= Data excerpts =
+---+

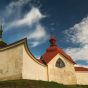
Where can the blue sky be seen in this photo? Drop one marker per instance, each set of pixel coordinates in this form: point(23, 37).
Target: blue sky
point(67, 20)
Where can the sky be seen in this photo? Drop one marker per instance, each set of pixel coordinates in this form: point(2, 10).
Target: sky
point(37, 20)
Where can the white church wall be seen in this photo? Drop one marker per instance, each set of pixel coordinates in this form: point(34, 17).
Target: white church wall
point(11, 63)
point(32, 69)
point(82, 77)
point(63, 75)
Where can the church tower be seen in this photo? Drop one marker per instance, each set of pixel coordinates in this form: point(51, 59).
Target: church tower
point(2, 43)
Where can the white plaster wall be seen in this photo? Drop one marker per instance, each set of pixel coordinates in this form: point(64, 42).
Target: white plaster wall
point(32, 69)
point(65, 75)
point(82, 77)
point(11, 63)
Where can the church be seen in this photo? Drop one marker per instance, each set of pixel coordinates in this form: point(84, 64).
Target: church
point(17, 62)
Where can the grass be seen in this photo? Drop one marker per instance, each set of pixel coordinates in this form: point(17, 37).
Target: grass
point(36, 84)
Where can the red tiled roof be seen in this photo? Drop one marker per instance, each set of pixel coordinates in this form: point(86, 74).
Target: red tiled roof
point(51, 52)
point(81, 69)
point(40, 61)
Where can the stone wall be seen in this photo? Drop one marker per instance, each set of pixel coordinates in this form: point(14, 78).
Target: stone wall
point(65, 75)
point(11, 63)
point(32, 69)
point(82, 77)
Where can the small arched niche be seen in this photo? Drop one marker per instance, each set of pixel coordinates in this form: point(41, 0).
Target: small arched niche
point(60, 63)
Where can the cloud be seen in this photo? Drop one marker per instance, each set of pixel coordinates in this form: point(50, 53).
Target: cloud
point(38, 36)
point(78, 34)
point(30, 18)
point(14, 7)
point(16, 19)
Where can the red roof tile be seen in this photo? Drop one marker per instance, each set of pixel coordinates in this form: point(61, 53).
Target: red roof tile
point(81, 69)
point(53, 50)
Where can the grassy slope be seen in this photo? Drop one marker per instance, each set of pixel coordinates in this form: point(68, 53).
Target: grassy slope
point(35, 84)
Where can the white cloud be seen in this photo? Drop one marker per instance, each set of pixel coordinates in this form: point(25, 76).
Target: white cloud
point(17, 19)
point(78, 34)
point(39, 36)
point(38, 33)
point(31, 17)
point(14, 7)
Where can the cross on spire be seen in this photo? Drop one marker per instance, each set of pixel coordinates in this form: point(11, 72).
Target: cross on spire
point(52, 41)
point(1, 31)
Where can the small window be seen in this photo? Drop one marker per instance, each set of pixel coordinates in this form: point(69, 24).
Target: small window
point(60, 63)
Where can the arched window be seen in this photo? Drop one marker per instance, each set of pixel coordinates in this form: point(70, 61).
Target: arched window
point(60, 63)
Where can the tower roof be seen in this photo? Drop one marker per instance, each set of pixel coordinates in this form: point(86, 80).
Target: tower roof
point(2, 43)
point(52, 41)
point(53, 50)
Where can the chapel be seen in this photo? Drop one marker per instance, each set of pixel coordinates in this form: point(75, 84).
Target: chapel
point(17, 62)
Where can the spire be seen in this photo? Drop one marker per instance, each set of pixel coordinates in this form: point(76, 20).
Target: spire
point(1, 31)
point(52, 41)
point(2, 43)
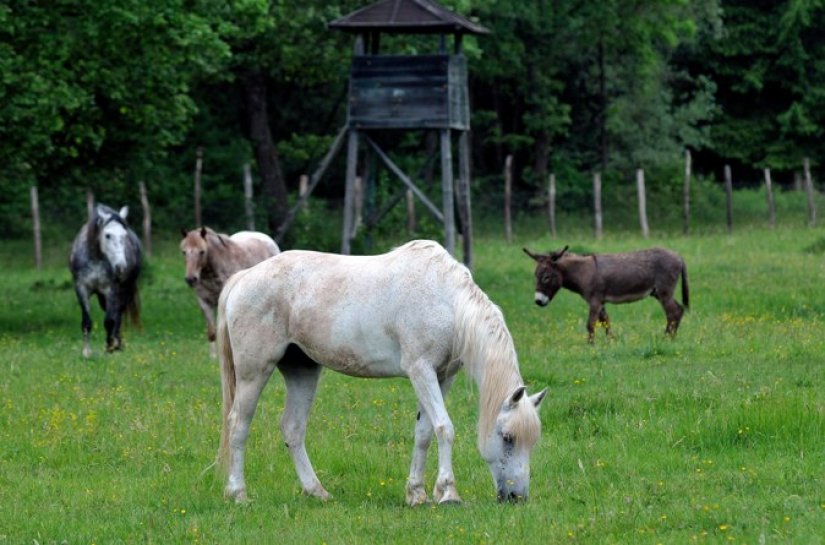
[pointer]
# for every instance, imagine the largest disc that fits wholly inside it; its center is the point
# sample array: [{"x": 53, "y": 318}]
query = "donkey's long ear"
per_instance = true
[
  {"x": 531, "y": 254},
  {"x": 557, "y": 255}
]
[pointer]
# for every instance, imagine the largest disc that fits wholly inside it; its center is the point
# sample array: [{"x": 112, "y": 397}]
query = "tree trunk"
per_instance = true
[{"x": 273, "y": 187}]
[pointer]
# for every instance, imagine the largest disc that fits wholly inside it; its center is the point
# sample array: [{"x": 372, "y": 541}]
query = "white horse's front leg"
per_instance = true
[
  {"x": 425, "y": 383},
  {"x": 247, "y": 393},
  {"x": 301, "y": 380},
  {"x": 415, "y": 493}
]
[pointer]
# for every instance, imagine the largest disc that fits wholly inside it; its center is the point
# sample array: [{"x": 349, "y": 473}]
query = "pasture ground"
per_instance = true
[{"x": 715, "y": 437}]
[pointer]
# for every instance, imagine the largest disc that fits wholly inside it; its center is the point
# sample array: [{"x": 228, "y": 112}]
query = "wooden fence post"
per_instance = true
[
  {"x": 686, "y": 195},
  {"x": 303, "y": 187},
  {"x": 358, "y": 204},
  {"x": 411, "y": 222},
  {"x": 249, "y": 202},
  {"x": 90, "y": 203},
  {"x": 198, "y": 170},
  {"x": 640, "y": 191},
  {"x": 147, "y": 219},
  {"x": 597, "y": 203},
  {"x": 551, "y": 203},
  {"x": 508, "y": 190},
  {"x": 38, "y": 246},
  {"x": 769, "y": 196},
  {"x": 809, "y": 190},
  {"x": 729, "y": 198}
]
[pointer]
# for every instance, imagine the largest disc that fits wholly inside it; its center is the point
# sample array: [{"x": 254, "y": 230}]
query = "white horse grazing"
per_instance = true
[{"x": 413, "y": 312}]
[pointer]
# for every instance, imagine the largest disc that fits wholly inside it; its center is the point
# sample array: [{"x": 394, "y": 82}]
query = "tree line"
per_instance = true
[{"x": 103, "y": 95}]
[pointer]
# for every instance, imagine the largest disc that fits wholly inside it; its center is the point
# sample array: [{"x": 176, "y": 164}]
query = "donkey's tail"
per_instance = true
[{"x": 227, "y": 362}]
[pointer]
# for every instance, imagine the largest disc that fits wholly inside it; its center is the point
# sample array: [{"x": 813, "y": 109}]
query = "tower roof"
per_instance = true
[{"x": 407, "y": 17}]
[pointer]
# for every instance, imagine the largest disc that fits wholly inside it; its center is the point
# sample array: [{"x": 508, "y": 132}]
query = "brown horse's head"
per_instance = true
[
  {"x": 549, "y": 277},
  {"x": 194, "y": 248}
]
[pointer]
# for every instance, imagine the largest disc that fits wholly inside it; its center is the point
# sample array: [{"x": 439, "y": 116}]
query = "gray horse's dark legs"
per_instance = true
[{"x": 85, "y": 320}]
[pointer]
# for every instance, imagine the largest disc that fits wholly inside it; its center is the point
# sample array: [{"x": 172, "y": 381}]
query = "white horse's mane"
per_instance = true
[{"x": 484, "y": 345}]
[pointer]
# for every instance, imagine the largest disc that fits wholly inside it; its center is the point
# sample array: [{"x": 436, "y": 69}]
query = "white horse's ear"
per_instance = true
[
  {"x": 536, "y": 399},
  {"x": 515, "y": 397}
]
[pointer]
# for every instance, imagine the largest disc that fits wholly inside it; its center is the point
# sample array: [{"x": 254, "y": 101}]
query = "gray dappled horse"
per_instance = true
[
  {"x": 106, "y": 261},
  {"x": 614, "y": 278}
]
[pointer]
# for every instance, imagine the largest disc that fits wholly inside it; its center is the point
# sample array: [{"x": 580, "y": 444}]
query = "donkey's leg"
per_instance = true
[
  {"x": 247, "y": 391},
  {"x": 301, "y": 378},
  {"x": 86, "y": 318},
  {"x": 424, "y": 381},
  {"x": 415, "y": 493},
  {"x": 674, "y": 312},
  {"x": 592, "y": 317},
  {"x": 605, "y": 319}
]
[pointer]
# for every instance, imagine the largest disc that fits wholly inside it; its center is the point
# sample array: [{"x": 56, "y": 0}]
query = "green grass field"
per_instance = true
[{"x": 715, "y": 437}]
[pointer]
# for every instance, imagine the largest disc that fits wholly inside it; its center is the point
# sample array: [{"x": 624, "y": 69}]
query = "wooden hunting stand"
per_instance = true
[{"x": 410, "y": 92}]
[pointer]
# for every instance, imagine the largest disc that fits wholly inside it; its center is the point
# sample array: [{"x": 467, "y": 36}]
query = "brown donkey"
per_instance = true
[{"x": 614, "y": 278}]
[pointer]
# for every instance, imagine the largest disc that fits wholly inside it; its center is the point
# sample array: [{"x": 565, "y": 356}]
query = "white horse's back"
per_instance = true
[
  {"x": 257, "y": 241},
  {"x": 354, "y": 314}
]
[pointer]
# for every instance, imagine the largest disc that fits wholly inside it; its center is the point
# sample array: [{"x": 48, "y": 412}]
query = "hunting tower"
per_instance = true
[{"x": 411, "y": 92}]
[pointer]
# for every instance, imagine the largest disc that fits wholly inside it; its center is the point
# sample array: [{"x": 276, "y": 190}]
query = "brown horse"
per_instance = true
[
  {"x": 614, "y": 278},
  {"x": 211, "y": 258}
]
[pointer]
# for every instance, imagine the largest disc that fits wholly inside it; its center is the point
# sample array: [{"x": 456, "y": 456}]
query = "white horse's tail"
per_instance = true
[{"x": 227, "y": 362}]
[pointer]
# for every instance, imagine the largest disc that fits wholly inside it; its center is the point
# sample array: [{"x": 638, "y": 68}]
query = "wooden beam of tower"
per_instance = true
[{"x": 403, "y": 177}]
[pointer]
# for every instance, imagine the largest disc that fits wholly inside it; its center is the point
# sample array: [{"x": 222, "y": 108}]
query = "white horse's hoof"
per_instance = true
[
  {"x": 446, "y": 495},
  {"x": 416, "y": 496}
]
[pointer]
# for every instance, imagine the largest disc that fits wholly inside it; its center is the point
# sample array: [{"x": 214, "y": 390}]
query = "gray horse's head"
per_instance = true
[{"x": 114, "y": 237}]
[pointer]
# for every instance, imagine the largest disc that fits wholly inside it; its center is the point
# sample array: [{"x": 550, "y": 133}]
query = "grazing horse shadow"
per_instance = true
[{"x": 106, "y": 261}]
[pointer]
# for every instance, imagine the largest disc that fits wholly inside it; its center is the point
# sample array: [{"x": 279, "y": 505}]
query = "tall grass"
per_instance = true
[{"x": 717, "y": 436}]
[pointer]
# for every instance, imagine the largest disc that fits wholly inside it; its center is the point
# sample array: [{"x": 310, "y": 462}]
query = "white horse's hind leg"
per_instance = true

+---+

= Requirements =
Transcribe the items from the very start down through the line containing "point(67, 20)", inclusive, leaving any pictures out of the answer.

= Final result =
Where can the blue sky be seen in this photo? Drop one marker per instance, each set of pixel coordinates in this form: point(23, 37).
Target: blue sky
point(67, 20)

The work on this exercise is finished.